When: Wednesday morning shortly after 11:15 a.m.
Earlier this week, the Bowery Boogie excitedly heralded the arrival of countdown clocks on the Bleecker St. platforms at the Broadway/Lafayette station complex. The clocks along the 6 line, long covered by the MTA, were turned on at the entrances this past week, and I found myself at the station heading down to the City Hall area on Wednesday morning. While most of the countdown clocks were functional, one seemed out of place, and I snapped the above photo.
As you can see from the picture, the customer information board toward the south end of the downtown platform is aligned in a rather amusing direction. Instead of facing the platform so that folks at either end can see it, the clock is facing out toward the track and in toward a blue plywood wall. Unless you’re standing in the few feet of space in between the board and the track, the clock is all but invisible to the rest of the station. In other words, this particular countdown clock isn’t particularly useful.

*Exercise set:*
A - From the passage on the misaligned subway countdown clock, list every named station, platform, or area of the city that it mentions.
B - Write the next few sentences of the passage on the misaligned countdown clock, picking up right after its final sentence.
The rows that come after this passage are separate material.

*Dataset:*
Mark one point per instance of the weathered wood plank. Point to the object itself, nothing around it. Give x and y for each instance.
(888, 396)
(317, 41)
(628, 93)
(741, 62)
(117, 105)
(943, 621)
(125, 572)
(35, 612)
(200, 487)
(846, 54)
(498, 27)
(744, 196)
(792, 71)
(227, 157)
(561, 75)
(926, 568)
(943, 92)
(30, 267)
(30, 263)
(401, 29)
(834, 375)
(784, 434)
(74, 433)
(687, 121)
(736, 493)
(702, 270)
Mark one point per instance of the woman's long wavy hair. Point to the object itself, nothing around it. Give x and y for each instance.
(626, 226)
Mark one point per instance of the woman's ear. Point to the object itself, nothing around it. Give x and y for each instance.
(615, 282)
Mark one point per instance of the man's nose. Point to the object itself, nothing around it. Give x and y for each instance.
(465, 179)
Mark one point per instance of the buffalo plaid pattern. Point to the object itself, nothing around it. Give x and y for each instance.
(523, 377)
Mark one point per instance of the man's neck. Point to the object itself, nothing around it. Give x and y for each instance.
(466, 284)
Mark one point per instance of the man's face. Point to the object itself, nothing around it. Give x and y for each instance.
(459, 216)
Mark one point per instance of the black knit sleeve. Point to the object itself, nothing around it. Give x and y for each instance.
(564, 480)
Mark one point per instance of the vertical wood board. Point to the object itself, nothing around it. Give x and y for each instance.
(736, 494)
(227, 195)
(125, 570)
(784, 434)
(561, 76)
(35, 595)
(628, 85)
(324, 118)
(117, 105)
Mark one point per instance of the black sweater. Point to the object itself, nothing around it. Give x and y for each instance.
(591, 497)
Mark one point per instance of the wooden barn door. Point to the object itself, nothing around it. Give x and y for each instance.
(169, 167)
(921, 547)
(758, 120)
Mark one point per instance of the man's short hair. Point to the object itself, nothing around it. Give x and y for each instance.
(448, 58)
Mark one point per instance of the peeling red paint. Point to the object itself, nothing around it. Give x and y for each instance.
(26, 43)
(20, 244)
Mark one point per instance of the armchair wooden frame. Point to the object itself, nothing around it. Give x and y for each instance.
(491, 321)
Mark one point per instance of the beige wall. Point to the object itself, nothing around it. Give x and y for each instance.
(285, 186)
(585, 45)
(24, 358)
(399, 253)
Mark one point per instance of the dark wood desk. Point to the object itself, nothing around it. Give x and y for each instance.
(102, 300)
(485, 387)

*Set of answers:*
A -
Bleecker St. platforms
Broadway/Lafayette station complex
City Hall area

B -
The MTA has struggled with these clocks at certain stations. A few at 72nd St. and Broadway were obscured by emergency exit signs and low-hanging pipes. Others have faced walls while some have been placed awkwardly near station entrances. By and large, the new system is a success, but now and then, something wrong sticks out like a sore thumb. Why this board was installed in such a strange fashion when the blue plywood has a cutout for it in the first place will remain a mystery until someone comes to realign it.